§ **Things to do**
#1 In the passage about Aunt Mabel, what was Mabel's job?
#2 Please carry on the passage about Aunt Mabel, starting after its last sentence.

§ **Passage**
— START —
My aunt Mabel was perfect! At least that's what I thought when I was a young child. I wanted to grow up to be just like her.
I think I almost worshipped her sometimes.
She was the secretary to the dean of our local junior college. She had gone to a business school in a bigger city, and she really knew her stuff. I remember seeing the college yearbook from the 1930's where she was photographed with the dean and the caption read "The Owl and the Pussy Cat". Mabel was the pussy cat.
Mabel knew how to dress. Big white hats, white collars on dark clothes. Stunning! She was usually smiling her pretty dimpled smile, just making you feel good. Mabel seemed to like having a six-pack near by, but I never saw her acting ridiculous! She was always the perfect lady. Much like my sister, the school teacher, was. It just wasn't in me, though, to be the perfect lady.
I felt so honored one day when I was about nine, and Mabel was sitting in an easy chair and her leg fell asleep. She asked me if I would rub her leg and get the circulation going again. So I knelt at her feet and did the best job I knew how. Finally, I could do something nice for Mabel! She was always doing something for me.
— END —
Coordinate labeling data:
— START —
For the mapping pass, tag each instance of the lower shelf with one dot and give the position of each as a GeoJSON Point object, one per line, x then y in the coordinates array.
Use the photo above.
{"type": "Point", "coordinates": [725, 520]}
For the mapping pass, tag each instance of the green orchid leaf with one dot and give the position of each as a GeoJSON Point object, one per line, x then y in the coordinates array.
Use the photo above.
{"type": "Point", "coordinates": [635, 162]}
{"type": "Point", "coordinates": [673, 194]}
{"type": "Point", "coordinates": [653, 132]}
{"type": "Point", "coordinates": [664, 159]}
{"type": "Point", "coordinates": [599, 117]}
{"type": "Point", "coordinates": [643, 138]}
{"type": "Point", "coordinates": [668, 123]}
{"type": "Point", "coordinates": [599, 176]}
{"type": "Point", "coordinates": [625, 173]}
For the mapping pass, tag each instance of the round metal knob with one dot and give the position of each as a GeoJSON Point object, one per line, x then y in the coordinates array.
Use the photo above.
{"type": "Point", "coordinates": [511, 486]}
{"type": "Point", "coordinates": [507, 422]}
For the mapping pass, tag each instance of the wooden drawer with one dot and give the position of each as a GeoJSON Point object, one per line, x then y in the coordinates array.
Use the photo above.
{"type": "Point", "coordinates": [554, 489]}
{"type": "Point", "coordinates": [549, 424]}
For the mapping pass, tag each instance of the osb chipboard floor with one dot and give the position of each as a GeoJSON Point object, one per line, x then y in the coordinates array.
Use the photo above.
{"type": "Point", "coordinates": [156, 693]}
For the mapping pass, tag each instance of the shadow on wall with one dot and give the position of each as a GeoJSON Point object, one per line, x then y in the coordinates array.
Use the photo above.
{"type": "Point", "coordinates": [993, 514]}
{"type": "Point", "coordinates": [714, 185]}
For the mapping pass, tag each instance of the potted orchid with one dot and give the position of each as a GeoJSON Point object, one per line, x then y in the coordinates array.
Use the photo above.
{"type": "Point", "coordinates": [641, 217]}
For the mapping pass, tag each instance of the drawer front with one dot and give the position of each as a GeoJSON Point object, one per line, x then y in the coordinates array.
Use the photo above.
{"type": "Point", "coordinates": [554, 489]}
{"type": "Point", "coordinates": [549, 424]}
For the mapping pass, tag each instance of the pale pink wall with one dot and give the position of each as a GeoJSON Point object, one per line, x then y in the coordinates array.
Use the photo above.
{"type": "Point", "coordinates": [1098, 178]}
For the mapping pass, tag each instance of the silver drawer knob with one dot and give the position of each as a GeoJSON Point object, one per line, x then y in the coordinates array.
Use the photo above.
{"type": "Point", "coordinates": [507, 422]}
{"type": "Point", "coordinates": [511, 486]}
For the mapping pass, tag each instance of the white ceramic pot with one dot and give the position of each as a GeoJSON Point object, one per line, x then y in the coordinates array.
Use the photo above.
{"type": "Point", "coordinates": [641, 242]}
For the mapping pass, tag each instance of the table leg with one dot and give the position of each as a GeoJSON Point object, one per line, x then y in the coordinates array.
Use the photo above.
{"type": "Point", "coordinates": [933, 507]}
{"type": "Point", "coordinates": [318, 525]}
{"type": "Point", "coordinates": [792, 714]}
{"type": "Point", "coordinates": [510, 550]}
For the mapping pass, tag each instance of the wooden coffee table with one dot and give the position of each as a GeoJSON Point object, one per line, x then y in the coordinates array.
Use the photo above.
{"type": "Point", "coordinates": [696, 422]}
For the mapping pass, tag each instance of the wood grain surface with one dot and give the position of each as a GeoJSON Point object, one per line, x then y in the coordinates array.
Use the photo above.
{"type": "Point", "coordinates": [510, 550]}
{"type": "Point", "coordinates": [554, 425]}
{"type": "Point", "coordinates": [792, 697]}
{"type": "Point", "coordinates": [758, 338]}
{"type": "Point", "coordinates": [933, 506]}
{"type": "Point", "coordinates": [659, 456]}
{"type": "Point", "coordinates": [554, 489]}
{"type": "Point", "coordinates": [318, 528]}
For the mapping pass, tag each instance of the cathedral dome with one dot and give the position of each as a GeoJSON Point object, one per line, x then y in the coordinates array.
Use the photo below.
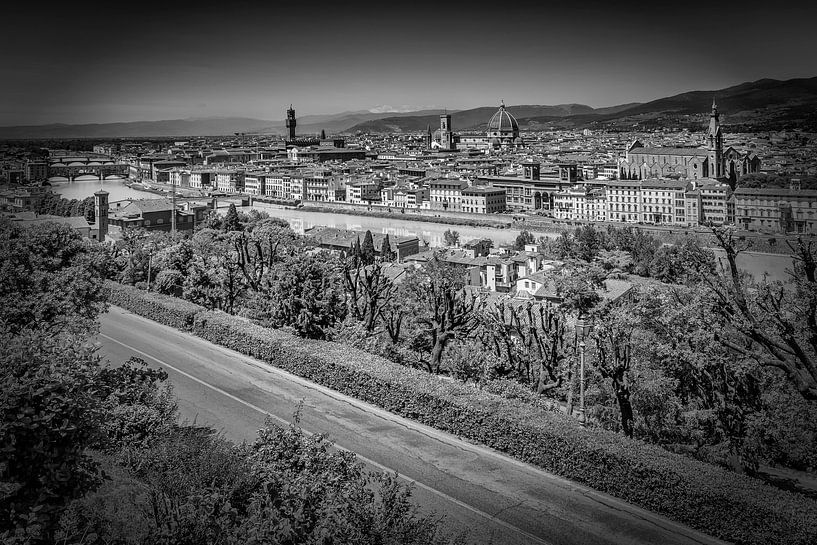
{"type": "Point", "coordinates": [503, 123]}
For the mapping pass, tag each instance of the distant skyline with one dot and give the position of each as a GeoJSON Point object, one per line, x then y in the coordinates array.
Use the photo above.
{"type": "Point", "coordinates": [98, 63]}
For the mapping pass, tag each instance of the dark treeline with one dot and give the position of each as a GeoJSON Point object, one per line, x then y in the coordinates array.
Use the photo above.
{"type": "Point", "coordinates": [94, 454]}
{"type": "Point", "coordinates": [694, 358]}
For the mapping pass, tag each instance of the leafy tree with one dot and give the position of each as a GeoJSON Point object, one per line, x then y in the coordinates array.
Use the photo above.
{"type": "Point", "coordinates": [530, 338]}
{"type": "Point", "coordinates": [613, 335]}
{"type": "Point", "coordinates": [442, 310]}
{"type": "Point", "coordinates": [50, 278]}
{"type": "Point", "coordinates": [367, 253]}
{"type": "Point", "coordinates": [524, 238]}
{"type": "Point", "coordinates": [587, 243]}
{"type": "Point", "coordinates": [306, 293]}
{"type": "Point", "coordinates": [387, 254]}
{"type": "Point", "coordinates": [771, 322]}
{"type": "Point", "coordinates": [231, 221]}
{"type": "Point", "coordinates": [369, 290]}
{"type": "Point", "coordinates": [258, 251]}
{"type": "Point", "coordinates": [451, 238]}
{"type": "Point", "coordinates": [675, 264]}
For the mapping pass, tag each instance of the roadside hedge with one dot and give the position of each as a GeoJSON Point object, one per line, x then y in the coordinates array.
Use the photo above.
{"type": "Point", "coordinates": [164, 309]}
{"type": "Point", "coordinates": [723, 504]}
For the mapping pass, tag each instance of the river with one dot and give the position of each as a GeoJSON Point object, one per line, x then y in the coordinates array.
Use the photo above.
{"type": "Point", "coordinates": [758, 264]}
{"type": "Point", "coordinates": [80, 189]}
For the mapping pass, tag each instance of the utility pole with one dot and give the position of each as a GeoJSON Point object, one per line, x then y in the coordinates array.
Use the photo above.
{"type": "Point", "coordinates": [173, 213]}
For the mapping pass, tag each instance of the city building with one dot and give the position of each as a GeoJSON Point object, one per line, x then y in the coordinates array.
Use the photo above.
{"type": "Point", "coordinates": [708, 161]}
{"type": "Point", "coordinates": [776, 209]}
{"type": "Point", "coordinates": [483, 200]}
{"type": "Point", "coordinates": [446, 194]}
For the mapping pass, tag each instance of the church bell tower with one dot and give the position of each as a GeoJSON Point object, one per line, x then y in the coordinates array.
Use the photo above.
{"type": "Point", "coordinates": [291, 122]}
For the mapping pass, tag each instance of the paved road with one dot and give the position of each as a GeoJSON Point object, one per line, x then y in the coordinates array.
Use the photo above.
{"type": "Point", "coordinates": [491, 497]}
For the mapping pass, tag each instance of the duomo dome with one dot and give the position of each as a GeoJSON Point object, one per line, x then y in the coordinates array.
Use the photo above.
{"type": "Point", "coordinates": [503, 129]}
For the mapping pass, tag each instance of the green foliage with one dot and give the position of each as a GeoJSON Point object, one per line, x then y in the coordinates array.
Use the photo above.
{"type": "Point", "coordinates": [387, 255]}
{"type": "Point", "coordinates": [721, 503]}
{"type": "Point", "coordinates": [287, 487]}
{"type": "Point", "coordinates": [231, 221]}
{"type": "Point", "coordinates": [523, 238]}
{"type": "Point", "coordinates": [57, 404]}
{"type": "Point", "coordinates": [367, 249]}
{"type": "Point", "coordinates": [306, 294]}
{"type": "Point", "coordinates": [49, 278]}
{"type": "Point", "coordinates": [48, 419]}
{"type": "Point", "coordinates": [160, 308]}
{"type": "Point", "coordinates": [451, 238]}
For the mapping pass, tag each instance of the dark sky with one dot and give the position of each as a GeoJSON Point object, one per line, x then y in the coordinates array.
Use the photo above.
{"type": "Point", "coordinates": [89, 63]}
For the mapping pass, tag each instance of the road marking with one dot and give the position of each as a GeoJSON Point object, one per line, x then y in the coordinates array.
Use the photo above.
{"type": "Point", "coordinates": [363, 458]}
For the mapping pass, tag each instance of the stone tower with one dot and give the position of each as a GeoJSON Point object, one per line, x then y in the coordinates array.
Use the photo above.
{"type": "Point", "coordinates": [101, 212]}
{"type": "Point", "coordinates": [446, 136]}
{"type": "Point", "coordinates": [714, 137]}
{"type": "Point", "coordinates": [291, 122]}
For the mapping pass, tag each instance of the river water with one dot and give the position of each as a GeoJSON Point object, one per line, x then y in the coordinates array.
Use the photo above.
{"type": "Point", "coordinates": [758, 264]}
{"type": "Point", "coordinates": [80, 189]}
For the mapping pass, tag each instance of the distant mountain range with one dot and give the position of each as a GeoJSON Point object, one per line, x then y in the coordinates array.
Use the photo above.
{"type": "Point", "coordinates": [765, 104]}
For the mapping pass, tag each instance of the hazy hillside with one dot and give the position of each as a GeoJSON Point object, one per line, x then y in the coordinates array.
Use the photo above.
{"type": "Point", "coordinates": [760, 105]}
{"type": "Point", "coordinates": [475, 118]}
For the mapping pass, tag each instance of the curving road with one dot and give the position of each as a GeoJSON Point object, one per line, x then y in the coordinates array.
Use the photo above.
{"type": "Point", "coordinates": [489, 496]}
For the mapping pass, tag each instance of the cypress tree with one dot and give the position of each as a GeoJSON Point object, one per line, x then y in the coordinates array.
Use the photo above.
{"type": "Point", "coordinates": [386, 252]}
{"type": "Point", "coordinates": [231, 221]}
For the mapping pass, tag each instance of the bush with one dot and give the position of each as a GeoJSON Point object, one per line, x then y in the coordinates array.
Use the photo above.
{"type": "Point", "coordinates": [164, 309]}
{"type": "Point", "coordinates": [722, 504]}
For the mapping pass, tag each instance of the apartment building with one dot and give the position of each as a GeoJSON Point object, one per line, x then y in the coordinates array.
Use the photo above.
{"type": "Point", "coordinates": [624, 201]}
{"type": "Point", "coordinates": [483, 200]}
{"type": "Point", "coordinates": [580, 203]}
{"type": "Point", "coordinates": [663, 202]}
{"type": "Point", "coordinates": [777, 209]}
{"type": "Point", "coordinates": [446, 194]}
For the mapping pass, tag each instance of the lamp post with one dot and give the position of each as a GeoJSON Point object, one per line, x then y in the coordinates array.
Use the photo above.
{"type": "Point", "coordinates": [582, 331]}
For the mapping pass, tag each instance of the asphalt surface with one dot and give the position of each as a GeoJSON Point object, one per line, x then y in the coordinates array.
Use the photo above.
{"type": "Point", "coordinates": [490, 497]}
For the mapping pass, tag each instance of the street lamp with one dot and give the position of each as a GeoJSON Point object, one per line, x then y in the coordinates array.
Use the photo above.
{"type": "Point", "coordinates": [583, 328]}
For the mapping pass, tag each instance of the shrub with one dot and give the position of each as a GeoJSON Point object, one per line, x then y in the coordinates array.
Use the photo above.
{"type": "Point", "coordinates": [720, 503]}
{"type": "Point", "coordinates": [160, 308]}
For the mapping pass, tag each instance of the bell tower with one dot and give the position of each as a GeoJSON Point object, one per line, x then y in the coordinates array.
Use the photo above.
{"type": "Point", "coordinates": [101, 212]}
{"type": "Point", "coordinates": [714, 137]}
{"type": "Point", "coordinates": [291, 122]}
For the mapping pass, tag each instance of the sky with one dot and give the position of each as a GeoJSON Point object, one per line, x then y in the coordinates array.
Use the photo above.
{"type": "Point", "coordinates": [83, 62]}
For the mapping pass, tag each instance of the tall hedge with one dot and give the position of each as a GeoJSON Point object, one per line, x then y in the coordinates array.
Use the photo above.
{"type": "Point", "coordinates": [160, 308]}
{"type": "Point", "coordinates": [723, 504]}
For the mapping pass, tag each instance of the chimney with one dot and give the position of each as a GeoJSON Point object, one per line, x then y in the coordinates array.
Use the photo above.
{"type": "Point", "coordinates": [101, 213]}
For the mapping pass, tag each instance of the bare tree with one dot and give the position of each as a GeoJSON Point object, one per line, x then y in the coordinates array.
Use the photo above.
{"type": "Point", "coordinates": [774, 323]}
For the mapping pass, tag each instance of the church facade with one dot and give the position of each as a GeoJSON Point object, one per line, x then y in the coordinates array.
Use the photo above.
{"type": "Point", "coordinates": [709, 161]}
— END —
§ **Solved problems**
#1 She was the secretary to the dean of the local junior college.

#2
Mabel finally met the man of her dreams, Henry. Henry lived in Michigan, so Mabel moved to Michigan where they got married and lived on Henry's brother's farm. Mabel was now a secretary to one of the executives of the Pontiac Motor Company. One day Mabel and Henry decided to go farming in Southern Minnesota, just vegetables, no cows, maybe chickens. On the automobile ride to
Minnesota, Henry suddenly took sick and died. So Mabel went back to live in Michigan. She came to Minnesota and visited us once in awhile, but then she met Bob a widower with grown children and she married again and lived in Michigan. Later, she and Bob went to Turkey, of all places, to live where Bob taught people the ropes in the Turkish Steel mills. She came back and gave me a present from Turkey!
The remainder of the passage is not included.